EXERCICE PROPOSÉ:
Recopiez mot pour mot, dans l'extrait sur la réglementation des changes, le passage qui commence par les mots contenant "Ces deux avantages" et se termine par "convertibles des exportateurs.".

EXTRAIT:

______

Certaines OPERATIONS COURANTES non libres dans le cadre du droit commun, à savoir :les paiements par acomptes ou par anticipation au titre des opérations d’importation de biens et des services ; les frais d’abonnement à des revues scientifiques et techniques ; les frais de cotisations et droits d’adhésion à des associations professionnelles ; les frais de transit, de transport, d’analyse ou d’échantillonnage ;

– Paiements au titre de certaines opérations librement réalisables en vertu de la règlementation des changes (frais afférents à la réalisation d’opérations d’investissement à l’étranger des personnes morales) par des modalités autres que le virement bancaire :  chèque tiré sur le compte, par carte de paiement internationale adossée audit compte ou par utilisation de billets de banque étrangers obtenus par débit dudit compte.

Ces deux avantages doivent en principe relever du droit commun, ce qui videra de sa substance le régime des comptes en dirhams convertibles des exportateurs.

______

DONNÉES FOURNIES:
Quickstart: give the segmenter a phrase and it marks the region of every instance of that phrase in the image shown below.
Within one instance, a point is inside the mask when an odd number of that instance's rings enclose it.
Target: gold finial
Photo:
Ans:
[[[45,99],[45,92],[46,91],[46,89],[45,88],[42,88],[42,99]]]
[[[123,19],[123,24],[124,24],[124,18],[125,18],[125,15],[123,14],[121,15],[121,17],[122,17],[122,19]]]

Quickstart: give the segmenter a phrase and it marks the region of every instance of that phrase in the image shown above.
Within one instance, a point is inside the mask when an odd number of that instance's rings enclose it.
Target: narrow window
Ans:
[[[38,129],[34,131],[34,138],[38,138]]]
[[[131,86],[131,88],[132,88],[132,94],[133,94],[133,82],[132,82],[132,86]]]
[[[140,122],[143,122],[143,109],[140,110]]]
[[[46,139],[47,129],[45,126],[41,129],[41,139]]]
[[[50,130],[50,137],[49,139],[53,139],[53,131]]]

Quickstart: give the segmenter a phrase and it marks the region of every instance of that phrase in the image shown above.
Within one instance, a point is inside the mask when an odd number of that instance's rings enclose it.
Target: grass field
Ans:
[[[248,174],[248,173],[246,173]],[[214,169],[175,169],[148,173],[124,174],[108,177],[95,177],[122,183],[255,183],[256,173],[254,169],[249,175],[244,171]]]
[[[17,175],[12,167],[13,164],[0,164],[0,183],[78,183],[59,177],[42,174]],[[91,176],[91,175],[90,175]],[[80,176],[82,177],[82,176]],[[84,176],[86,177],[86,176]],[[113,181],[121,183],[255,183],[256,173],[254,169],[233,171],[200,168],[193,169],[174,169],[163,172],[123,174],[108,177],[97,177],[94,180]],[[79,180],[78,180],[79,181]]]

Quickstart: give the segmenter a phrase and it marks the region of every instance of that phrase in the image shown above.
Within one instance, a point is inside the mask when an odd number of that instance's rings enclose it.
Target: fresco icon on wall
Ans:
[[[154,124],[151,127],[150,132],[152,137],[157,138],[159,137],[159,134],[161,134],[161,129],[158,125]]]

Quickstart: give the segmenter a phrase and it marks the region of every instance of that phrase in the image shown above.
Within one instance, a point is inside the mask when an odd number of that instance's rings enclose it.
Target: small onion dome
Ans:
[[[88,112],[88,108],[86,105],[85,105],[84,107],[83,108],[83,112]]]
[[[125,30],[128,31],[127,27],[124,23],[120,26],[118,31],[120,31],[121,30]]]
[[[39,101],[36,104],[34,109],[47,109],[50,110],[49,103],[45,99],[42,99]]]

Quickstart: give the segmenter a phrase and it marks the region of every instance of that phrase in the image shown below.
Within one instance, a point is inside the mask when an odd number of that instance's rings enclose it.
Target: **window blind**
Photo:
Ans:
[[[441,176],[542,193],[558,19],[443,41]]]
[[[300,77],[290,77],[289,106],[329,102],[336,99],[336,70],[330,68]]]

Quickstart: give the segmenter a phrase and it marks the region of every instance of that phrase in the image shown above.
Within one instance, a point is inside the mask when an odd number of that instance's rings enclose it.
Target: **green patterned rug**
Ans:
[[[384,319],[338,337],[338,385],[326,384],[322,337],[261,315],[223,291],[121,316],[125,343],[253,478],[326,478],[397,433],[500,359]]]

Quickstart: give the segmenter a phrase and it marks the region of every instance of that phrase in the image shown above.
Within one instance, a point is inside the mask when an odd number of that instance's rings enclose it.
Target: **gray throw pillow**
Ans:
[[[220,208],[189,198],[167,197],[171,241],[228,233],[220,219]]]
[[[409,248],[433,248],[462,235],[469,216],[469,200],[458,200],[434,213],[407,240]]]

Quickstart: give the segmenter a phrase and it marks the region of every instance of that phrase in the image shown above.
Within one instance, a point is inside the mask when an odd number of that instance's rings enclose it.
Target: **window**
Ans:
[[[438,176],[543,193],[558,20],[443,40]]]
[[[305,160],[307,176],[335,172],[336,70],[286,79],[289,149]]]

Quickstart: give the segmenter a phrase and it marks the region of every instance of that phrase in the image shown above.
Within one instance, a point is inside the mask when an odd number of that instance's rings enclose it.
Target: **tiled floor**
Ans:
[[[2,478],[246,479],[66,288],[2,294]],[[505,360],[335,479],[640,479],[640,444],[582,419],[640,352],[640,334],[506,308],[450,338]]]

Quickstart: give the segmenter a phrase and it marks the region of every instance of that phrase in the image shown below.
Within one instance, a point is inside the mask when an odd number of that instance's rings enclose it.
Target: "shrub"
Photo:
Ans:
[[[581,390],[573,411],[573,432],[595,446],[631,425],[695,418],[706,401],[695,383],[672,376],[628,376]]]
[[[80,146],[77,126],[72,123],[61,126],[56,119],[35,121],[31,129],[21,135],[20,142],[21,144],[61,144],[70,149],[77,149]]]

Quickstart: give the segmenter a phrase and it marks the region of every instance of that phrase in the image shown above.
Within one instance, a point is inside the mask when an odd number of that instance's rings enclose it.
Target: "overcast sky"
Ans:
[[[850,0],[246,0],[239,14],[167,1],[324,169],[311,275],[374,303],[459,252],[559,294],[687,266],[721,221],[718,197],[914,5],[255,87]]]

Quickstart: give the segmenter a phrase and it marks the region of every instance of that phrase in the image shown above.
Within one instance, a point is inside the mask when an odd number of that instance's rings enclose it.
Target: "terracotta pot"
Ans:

______

CORRIGÉ:
Ces deux avantages doivent en principe relever du droit commun, ce qui videra de sa substance le régime des comptes en dirhams convertibles des exportateurs.